## Excerpt
━━━━━━━━━━━━━━━━━━━━━━━━━━━━━━

Last modified on July 21, 2022, at 19:02

Stephen King

Stephen Edwin King is a best-selling American novelist and short story writer, often considered the "Master of Horror". His books have been translated into 33 different languages and published in over 35 different countries. There are over 300 million copies of his novels in publication. Some of his novels take on occult themes.

Biography and first works

Stephen King was born in 1947, in Maine. He attended Lisbon High School in Lisbon.

King's amateur press, Triad and Gaslight Books, published a two part book titled "The Star Invaders" in 1964. He made his first published appearance in 1965 in the magazine Comics Review with his pulp story "I Was a Teenage Grave Robber." The story ran about 6,000 words in length.

━━━━━━━━━━━━━━━━━━━━━━━━━━━━━━

## Data lines
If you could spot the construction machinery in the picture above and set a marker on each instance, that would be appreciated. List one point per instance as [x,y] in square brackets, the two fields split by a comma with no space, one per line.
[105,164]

━━━━━━━━━━━━━━━━━━━━━━━━━━━━━━

## Goals
- a) Answer these questions about the Stephen King article:
(i) Into how many languages have his books been translated?
(ii) Which high school did he attend?
(iii) In which magazine did his first published appearance come in 1965?
- b) Please rewrite the part of the Stephen King article that opens with the words "Last modified on" and closes with "words in length.", swapping "Maine" for "Vermont".
- c) Pick up the Stephen King article after its last sentence and carry it on.
The lines play no part in any of this.

## Responses in order
- a)
(i) 33
(ii) Lisbon High School
(iii) Comics Review

- b)
Last modified on July 21, 2022, at 19:02

Stephen King

Stephen Edwin King is a best-selling American novelist and short story writer, often considered the "Master of Horror". His books have been translated into 33 different languages and published in over 35 different countries. There are over 300 million copies of his novels in publication. Some of his novels take on occult themes.

Biography and first works

Stephen King was born in 1947, in Vermont. He attended Lisbon High School in Lisbon.

King's amateur press, Triad and Gaslight Books, published a two part book titled "The Star Invaders" in 1964. He made his first published appearance in 1965 in the magazine Comics Review with his pulp story "I Was a Teenage Grave Robber." The story ran about 6,000 words in length.

- c)
In 1966, King graduated from high school and took a scholarship to attend the University of Maine. Later that summer he was already working on a novel called "Getting It On", about some kids who take over a classroom and try unsuccessfully to ward off the National Guard. During his first year at college, King completed his first full-length novel, "The Long Walk." He submitted the novel to Bennett Cerf/Random House only to have it rejected. King took the rejection badly and filed the book away. "The Long Walk" would later be published under King's pseudonym, Richard Bachman.

It was around those times that he made his first small sale with his story "The Glass Floor" for the amount of thirty-five dollars.

In June 1970, King graduated from the University of Maine with a Bachelor of Science degree in English and a certificate to teach high school.

His next idea came from the poem by Robert Browning, "Childe Roland to the Dark Tower Came", which gave him the inspiration for his later Dark Tower series. Due to his lack of income he was unable to further pursue the novel at great length and it too was filed away. King took a measly job of pumping gas earning $1.25 an hour. Also he earned money for his writings by submitting his short stories to men's magazines such as Cavalier.

Writing career

On January 2, 1971, Stephen King married Tabitha Jane Spruce. In the fall of 1971, King took a teaching job at Hampden Academy earning $6,400 a year. The Kings then moved to Hermon, a town west of Bangor, Maine.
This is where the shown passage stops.